Task statement.
In the data below, copy verbatim the lines that start at the one containing "If you could indicate the rose" and run through the one containing "point(362, 646)", including both of those lines.

Data records.
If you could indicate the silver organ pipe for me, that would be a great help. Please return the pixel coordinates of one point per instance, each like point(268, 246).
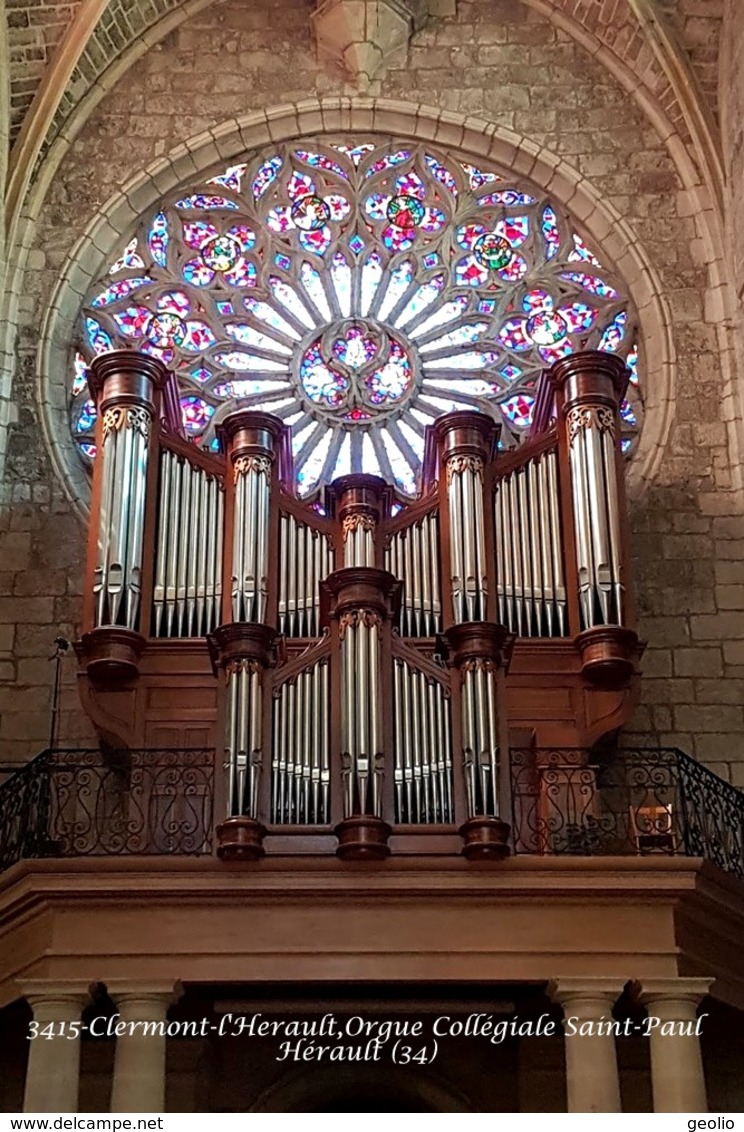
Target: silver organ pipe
point(358, 540)
point(480, 736)
point(188, 549)
point(422, 753)
point(361, 715)
point(531, 592)
point(244, 754)
point(249, 538)
point(468, 575)
point(593, 488)
point(305, 559)
point(413, 557)
point(300, 757)
point(117, 584)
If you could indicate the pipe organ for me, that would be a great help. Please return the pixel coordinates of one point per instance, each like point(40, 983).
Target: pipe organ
point(361, 662)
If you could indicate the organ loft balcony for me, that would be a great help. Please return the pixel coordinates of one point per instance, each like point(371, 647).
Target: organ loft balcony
point(356, 672)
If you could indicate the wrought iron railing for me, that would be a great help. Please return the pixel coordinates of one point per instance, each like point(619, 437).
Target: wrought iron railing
point(93, 803)
point(565, 802)
point(578, 803)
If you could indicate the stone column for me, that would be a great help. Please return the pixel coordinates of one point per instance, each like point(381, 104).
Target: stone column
point(139, 1060)
point(592, 1081)
point(53, 1072)
point(674, 1032)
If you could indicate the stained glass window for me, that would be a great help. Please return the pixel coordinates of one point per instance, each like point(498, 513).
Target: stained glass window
point(357, 290)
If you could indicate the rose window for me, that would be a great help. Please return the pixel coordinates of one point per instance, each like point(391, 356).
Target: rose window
point(357, 291)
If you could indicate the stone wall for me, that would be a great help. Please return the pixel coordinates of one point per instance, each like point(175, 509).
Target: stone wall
point(503, 61)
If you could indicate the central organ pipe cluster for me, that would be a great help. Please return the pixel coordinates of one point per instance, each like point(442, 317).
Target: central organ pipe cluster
point(362, 646)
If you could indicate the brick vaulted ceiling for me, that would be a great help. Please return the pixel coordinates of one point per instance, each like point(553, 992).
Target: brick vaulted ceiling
point(39, 29)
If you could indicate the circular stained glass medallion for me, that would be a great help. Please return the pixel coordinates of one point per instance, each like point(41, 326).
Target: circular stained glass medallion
point(310, 213)
point(405, 211)
point(382, 292)
point(547, 327)
point(493, 251)
point(221, 253)
point(165, 331)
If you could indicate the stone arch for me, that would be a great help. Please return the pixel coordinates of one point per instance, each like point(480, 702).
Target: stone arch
point(471, 136)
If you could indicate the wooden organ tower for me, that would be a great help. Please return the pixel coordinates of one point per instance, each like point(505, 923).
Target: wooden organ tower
point(360, 666)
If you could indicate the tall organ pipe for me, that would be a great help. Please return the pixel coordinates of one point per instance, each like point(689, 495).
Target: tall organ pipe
point(126, 386)
point(241, 653)
point(465, 442)
point(186, 592)
point(479, 654)
point(253, 442)
point(591, 386)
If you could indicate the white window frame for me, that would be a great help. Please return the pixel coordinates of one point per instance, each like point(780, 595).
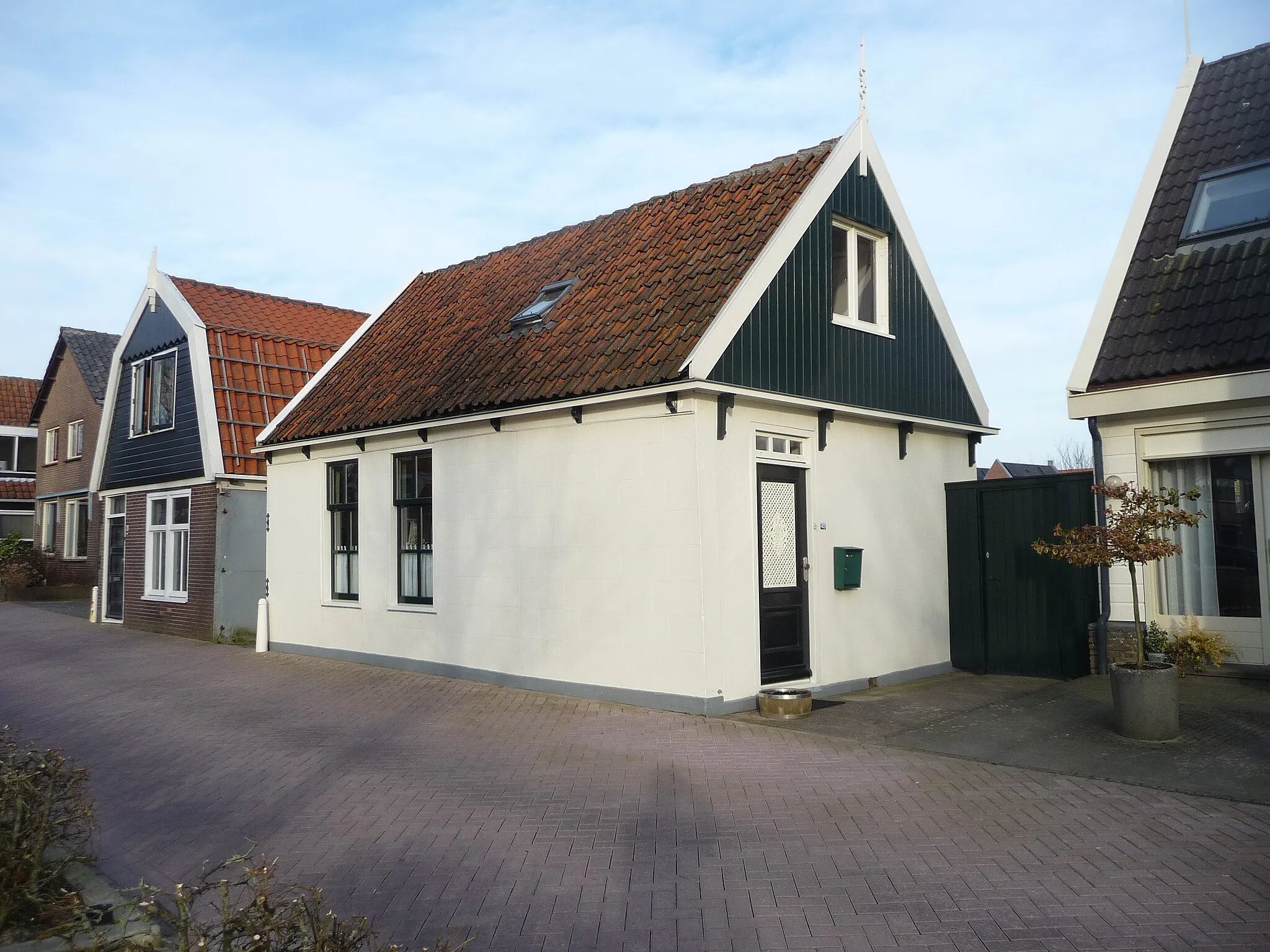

Answer for the task.
If you could indicate the rose window for me, that would be a great help. Please return the pixel coordinates of one point per instance, each like point(391, 356).
Target: rose window
point(357, 291)
If you could indicate the stone wall for me, that would be a great help. Please return the pixel coordinates of one point per instance, each like point(175, 509).
Target: stone wall
point(503, 61)
If you could indicate the central organ pipe cluster for me, that would be a great help. Please return the pixel coordinates of one point per instance, each like point(442, 317).
Target: central organ pipe cluster
point(362, 646)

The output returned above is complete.